Task: From the passage below on coccidiosis in a Canadian broiler field trial, reproduce word for word the portion starting with "Astounding weight improvement" and going on through "bodyweight, Newman added.".

Text passage:
BEGIN

Dr. Teeter’s research has shown that birds near market age with subclinical coccidiosis, represented by coccidial lesion scores of only 2, have an average daily gain approaching zero — and that’s exactly what happened in the Canadian field trial, Newman said.

In Flock 2, which received no in-feed anticoccidials but was vaccinated against coccidiosis, oocyst counts weren’t taken but weight gain improved. Flock 3, which also received the vaccine, still had high oocyst counts, but peak shedding was shifting to a time earlier in the production cycle; these birds also had improved weight gain.

High oocyst counts, Newman explained, are the result of carryover from the previous flock that was on anticoccidials. Anticoccidials allow leakage of resistant coccidial oocysts, which are still in the house and hard to destroy, Newman said. When birds instead receive a coccidiosis vaccine, the house is gradually seeded with coccidial oocysts that have never been exposed to anticoccidials and are still sensitive to anticoccidials, but it takes a few cycles, which is reflected in the Canadian trial and by experience at Wayne Farms in the US (see article in Intestinal Health/North America, issue 4, page 11).

By Flock 4 and the third cycle of vaccination in the Canadian trial, “we’ve fallen into a complete vaccination pattern,” Newman continued. Oocyst cycling was earlier and the oocyst counts lower. Weight improved 240 grams compared to Flock 1 that received in-feed anticoccidials.

Astounding weight improvement

For Flock 5, the producer returned to the use of anticoccidials, which were once again effective. The difference in weight gain between the first flock and the fifth was an astounding 452 grams (0.996 pound). “That’s huge. Dr. Teeter’s research was correct. There’s a lot to be lost if you have coccidiosis late in the production cycle,” Newman said (see Figure 1).

“It’s those last 2 weeks of the flock where most of our feed is going to be consumed and it’s when most of the muscle mass is being put on. That’s the money part of the bird,” she added.

The field trial results also bolster Teeter’s finding that for every increase in the coccidiosis lesion score, average daily weight decreases by 1.5% of bodyweight, Newman added.

END

Records supplied:
BEGIN

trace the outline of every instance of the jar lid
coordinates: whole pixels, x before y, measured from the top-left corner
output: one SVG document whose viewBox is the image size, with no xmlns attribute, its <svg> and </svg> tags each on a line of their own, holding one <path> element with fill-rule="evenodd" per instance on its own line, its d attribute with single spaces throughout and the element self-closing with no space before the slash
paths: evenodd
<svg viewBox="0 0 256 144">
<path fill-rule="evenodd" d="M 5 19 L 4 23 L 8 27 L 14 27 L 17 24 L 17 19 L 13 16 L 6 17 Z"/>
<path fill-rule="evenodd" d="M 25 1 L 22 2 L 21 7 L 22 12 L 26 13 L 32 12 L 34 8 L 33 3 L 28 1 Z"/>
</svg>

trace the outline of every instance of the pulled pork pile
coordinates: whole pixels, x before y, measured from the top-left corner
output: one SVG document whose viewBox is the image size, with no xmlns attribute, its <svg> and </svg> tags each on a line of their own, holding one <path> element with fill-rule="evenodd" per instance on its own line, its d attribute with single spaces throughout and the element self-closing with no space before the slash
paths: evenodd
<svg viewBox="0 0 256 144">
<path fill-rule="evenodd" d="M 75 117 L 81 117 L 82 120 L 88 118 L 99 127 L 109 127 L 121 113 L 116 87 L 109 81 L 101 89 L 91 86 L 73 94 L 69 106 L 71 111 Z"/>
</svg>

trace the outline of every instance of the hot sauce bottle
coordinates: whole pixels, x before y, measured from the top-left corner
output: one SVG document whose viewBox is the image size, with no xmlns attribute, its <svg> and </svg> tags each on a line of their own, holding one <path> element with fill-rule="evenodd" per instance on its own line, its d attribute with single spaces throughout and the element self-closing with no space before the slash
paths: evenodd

END
BEGIN

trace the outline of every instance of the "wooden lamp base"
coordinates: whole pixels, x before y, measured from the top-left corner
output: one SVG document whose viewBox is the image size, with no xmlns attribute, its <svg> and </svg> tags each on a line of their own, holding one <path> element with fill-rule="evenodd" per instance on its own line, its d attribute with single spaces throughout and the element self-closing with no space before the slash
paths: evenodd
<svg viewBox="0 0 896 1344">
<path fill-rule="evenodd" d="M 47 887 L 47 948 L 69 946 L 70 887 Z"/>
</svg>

END
BEGIN

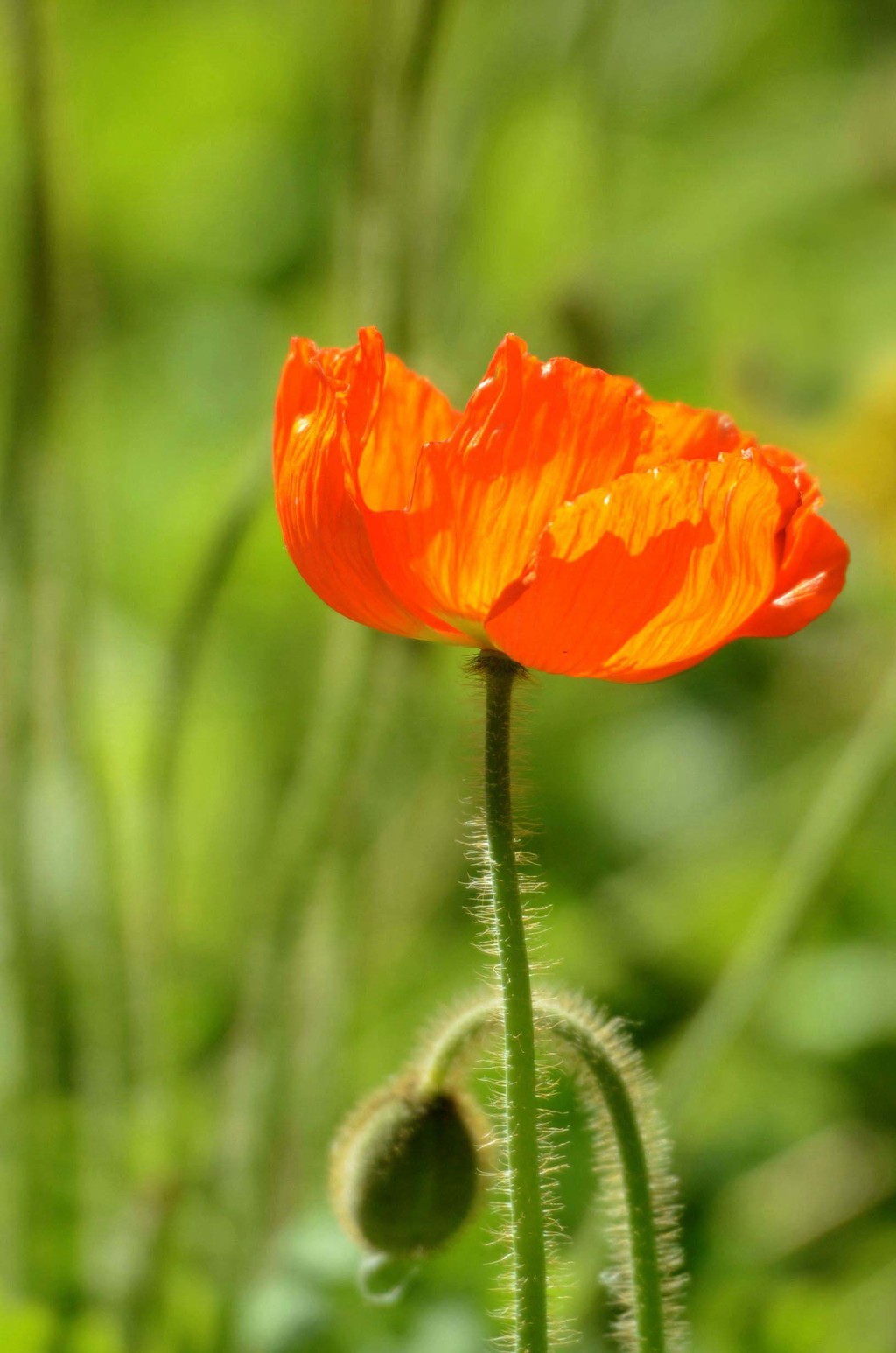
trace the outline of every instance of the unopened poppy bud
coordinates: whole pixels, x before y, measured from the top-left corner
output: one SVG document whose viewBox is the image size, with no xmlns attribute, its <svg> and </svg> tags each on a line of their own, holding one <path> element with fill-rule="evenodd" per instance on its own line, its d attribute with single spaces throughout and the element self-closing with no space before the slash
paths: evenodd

END

Problem solution:
Astounding weight improvement

For Flock 5, the producer returned to the use of anticoccidials, which were once again effective. The difference in weight gain between the first flock and the fifth was an astounding 452 grams (0.996 pound). “That’s huge. Dr. Teeter’s research was correct. There’s a lot to be lost if you have coccidiosis late in the production cycle,” Newman said (see Figure 1).

“It’s those last 2 weeks of the flock where most of our feed is going to be consumed and it’s when most of the muscle mass is being put on. That’s the money part of the bird,” she added.

The field trial results also bolster Teeter’s finding that for every increase in the coccidiosis lesion score, average daily weight decreases by 1.5% of bodyweight, Newman added.